» **Extract provided**

>>>>>

If their last album, 2011’s Velociraptor, returned to the sound of their debut and tinted it with lysergic retro-pop, their fifth also embraces their bullish electro-funk roots, but amps them to more muscular levels, adding a dose of stadium techno here and there. The latter flavour is most obvious on the single “Eez-eh” which sounds, especially during its latter half, like a rock’n’roll Underworld. Elsewhere apt comparisons might be Death in Vegas and UNKLE - programmed beats clashing invigoratingly with guitars - while “SPS” is as likeable a sister cut to Screamadelica’s “Damaged” as Primal Scream never wrote.

The lyrics sometimes don’t bear close scrutiny. I rather like “Walking through a shopping centre/On a very strange adventure” from the pulsing psyche-rocker “Clouds” but the trite closing guest rap on “Glass” is a love-it-or-hate-it affair, admirably name-checking Rosa Parks but opening with the dodgiest couplets this side of Faithless’s Maxi Jazz.

<<<<<

Answer these questions from the album review:
1. In what year did the band's previous album, Velociraptor, come out?
2. Which single is said to sound like a rock'n'roll Underworld?
3. Whom does the closing guest rap on "Glass" name-check?
Rely only on the album review for your answers.

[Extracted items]
>>>>>

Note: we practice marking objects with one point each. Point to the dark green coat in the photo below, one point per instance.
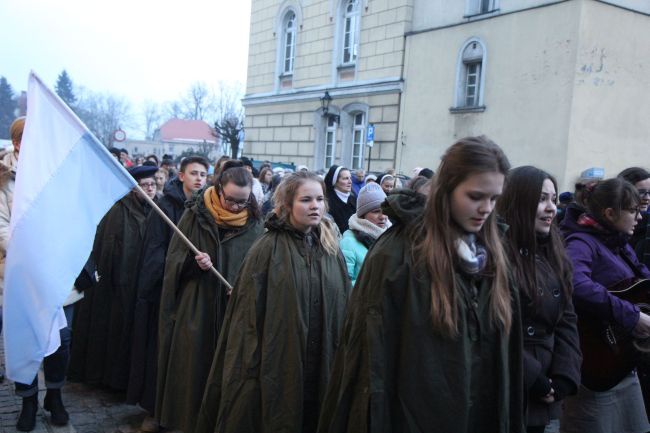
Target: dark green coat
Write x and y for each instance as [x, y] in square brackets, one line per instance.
[101, 344]
[258, 373]
[394, 374]
[192, 308]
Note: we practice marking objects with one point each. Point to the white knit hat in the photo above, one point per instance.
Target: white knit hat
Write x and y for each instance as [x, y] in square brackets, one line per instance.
[370, 197]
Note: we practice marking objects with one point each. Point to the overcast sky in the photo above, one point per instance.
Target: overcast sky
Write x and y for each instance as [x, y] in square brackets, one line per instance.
[137, 49]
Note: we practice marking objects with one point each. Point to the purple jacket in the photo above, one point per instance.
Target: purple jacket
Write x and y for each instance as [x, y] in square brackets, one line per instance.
[600, 260]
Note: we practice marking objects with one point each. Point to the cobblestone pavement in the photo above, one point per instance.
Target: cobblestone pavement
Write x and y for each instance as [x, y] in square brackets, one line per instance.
[91, 410]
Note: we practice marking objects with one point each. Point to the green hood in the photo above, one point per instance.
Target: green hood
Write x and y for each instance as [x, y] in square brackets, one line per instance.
[404, 206]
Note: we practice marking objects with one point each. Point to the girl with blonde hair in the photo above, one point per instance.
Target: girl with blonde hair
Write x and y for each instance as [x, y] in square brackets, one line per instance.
[275, 351]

<<<<<

» **Written answer**
1. 2011
2. "Eez-eh"
3. Rosa Parks